§ COMPLETE THE FOLLOWING:
#1 In the passage on ZEMAX tolerancing, copy word for word everything from "Compensators may then" down to "user-defined merit function.".
#2 According to the passage on ZEMAX tolerancing, which tolerance criteria does ZEMAX support?
#3 Continue the passage on ZEMAX tolerancing from where it stops.

━━ GIVEN TEXT ━━

ZEMAX's tolerancer is one of the most powerful in the world, and supports a flexible tolerancing procedure. First, design your lens, and optimise it. Once you are satisfied with it, it is time to add in the effects of tolerances.

tolerancing_dialog.gif (10177 bytes)

ZEMAX' default tolerance dialog box (above) allows you to set default tolerances for surface and elements. Once the defaults have been set, you can edit them to represent exactly your manufacturing capability. For example, one lens may be a catalogue lens whilst others are made specifically for you. In this case, you need to be able to specify different tolerances for different surfaces.

Many additional toleranced may be defined, including aspheric constants, lens group decentrations and tilts, solve and parameter tolerances, and many more.

Compensators may then be defined. These represent any adjustments that can be made to the design during manufacture or assembly. For example, a mirror may be held in an adjustable mount, and this adjustment may allow you to compensate for manufacturing error of the mirror and other components. Compensators may include distances, tilts and positions of surfaces and groups of elements.

You then need to tell ZEMAX what tolerance criteria to use. ZEMAX supports RMS spot size, wavefront error, MTF and any user-defined merit function.

tolerancing_dialog.gif (10177 bytes)

━━━
━━ PROVIDED RECORDS ━━

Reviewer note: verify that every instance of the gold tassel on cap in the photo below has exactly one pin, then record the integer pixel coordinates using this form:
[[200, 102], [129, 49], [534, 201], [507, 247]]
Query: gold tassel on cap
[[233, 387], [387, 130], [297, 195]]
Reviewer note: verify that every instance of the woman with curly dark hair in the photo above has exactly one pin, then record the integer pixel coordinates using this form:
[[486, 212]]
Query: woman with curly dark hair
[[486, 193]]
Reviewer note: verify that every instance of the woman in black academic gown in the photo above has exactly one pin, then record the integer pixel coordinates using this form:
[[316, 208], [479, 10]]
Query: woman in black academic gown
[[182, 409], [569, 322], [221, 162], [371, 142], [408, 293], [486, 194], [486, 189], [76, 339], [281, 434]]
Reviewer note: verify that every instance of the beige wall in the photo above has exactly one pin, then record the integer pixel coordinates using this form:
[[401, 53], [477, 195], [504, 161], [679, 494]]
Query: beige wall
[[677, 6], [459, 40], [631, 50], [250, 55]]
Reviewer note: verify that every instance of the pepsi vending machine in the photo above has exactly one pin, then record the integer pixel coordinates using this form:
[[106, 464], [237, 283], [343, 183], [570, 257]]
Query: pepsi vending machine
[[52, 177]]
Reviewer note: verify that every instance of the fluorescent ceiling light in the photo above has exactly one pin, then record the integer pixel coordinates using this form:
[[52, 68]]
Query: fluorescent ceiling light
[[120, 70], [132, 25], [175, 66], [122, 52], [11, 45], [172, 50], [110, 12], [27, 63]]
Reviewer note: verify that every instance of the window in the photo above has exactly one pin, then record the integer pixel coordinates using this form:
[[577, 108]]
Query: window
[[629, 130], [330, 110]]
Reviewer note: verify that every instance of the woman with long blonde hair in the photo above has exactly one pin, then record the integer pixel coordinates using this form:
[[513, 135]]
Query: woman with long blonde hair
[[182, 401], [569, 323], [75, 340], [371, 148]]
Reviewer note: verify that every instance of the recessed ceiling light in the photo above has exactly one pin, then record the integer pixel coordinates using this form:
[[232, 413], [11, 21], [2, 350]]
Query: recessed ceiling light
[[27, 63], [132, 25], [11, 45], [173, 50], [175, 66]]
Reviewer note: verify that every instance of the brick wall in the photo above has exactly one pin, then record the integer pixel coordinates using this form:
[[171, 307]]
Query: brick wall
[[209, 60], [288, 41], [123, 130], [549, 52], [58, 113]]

━━━

§ EXERCISE ANSWERS:
#1
Compensators may then be defined. These represent any adjustments that can be made to the design during manufacture or assembly. For example, a mirror may be held in an adjustable mount, and this adjustment may allow you to compensate for manufacturing error of the mirror and other components. Compensators may include distances, tilts and positions of surfaces and groups of elements.

You then need to tell ZEMAX what tolerance criteria to use. ZEMAX supports RMS spot size, wavefront error, MTF and any user-defined merit function.

#2 RMS spot size, wavefront error, MTF and any user-defined merit function.

#3
ZEMAX then conducts a two part analysis. The first part is a sensitivity analysis where each tolerance is considered independently. The optimum value of each compensator is determined along with the change in the merit function. The second part is a Monte Carlo analysis where random systems are generated with user defined statistics and all tolerances are considered at once. ZEMAX then generates a report describing the results. The tolerances can then be modified if required and the process repeated.

The tolerancing report summarises:

The expected change in performance due to individual tolerances
The expected variation in performance when a large number of in-tolerance systems are built
The expected range of compensator adjustment

and gives detailed breakdowns of this data. Tolerance data can be listed field-by-field, and Monte Carlo systems saved to disk for subsequent analysis to help you understand the production behaviour of your systems.